ESTRATTO

· · · · ·

1) Il controsoffitto crollato era in tavelloni. Questo tipo di controsoffitto, specie negli interventi su uffici e scuole, è in disuso da moltissimo tempo. Almeno da 30-40 anni, se non di più. Da allora, i controsoffitti si fanno normalmente con componenti industriali in pannelli su struttura metallica, e ispezionabili (per uffici, scuole); oppure in cartongesso (nelle case d'abitazione o laddove non esiste l'esigenza di ispezionare impianti sovrastanti il controsofitto).Se ne deduce che il manufatto crollato faceva parte di un intervento molto vecchio. Il progettista, se c'era, forse è già defunto o vecchissimo. Se c'era. Così come è probabile che non si sia più in grado di risalire all' impresa che realizzò i lavori.

· · · · ·

CONSEGNA
Per favore, prosegui l'estratto sul controsoffitto crollato riprendendo subito dopo la sua ultima frase. Le voci riportate di seguito provengono da un'altra fonte.

MATERIALE DI PARTENZA

· · · · ·

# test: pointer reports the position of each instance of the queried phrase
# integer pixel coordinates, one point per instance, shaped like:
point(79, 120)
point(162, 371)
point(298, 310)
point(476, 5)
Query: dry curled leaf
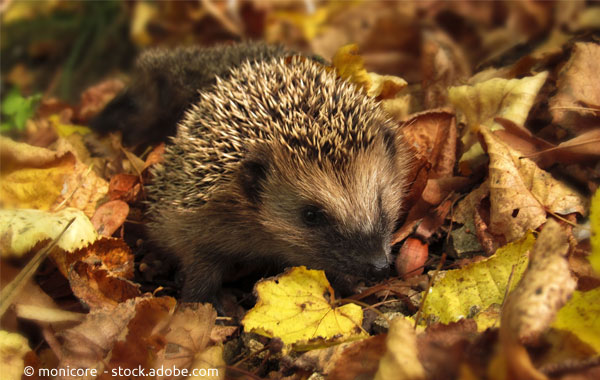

· · · · ·

SVOLGIMENTO
2) la causa è stato il cedimento dei "pendini" in fil di ferro, probabilmente vecchissimi, che sostenevano un tubo di scarico in ghisa non più in uso, celato sopra il controsoffitto. In sostanza, per prevenire l'incidente, o le persone avrebbero dovuto avere la vista "a raggi x", oppure avrebbero dovuto esserci sondaggi e successivi disegni che rilevassero lo stato di fatto effettivo dei manufatti.

3) molto probabilmente il controsoffitto non aveva abbastanza barre d'acciaio all'interno, non era costruito a regola d'arte. Il che ci riporta all'interrogativo: è un difetto di esecuzione o anche progettuale? E a seguire: esisteva un progetto? Esistono disegni che documentino quell'intervento?

4) la risposta, secondo quanto dicono i giornali, è "no". Anzi, pare che non esistano del tutto i disegni della scuola. Questo mi pare più strano: perchè, quanto meno per l'ottenimento del cosiddetto NOP (Nulla Osta Provvisiorio dei Vigili del Fuoco) almeno i disegni delle piante e di qualche sezione dell'edificio dovrebbero esserci. Ma ci riporta alla successiva questione:

5) Guido Bertolaso, intervistato ieri da più parti, ha affermato: «Prendiamo la 626, la madre di tutte le leggi della sicurezza. Nei decreti cosiddetti “mille proroghe” si scopre che ogni anno - di sicuro fino al 2006 - qualcuno faceva sempre la proroga perché non venisse applicata negli edifici scolastici».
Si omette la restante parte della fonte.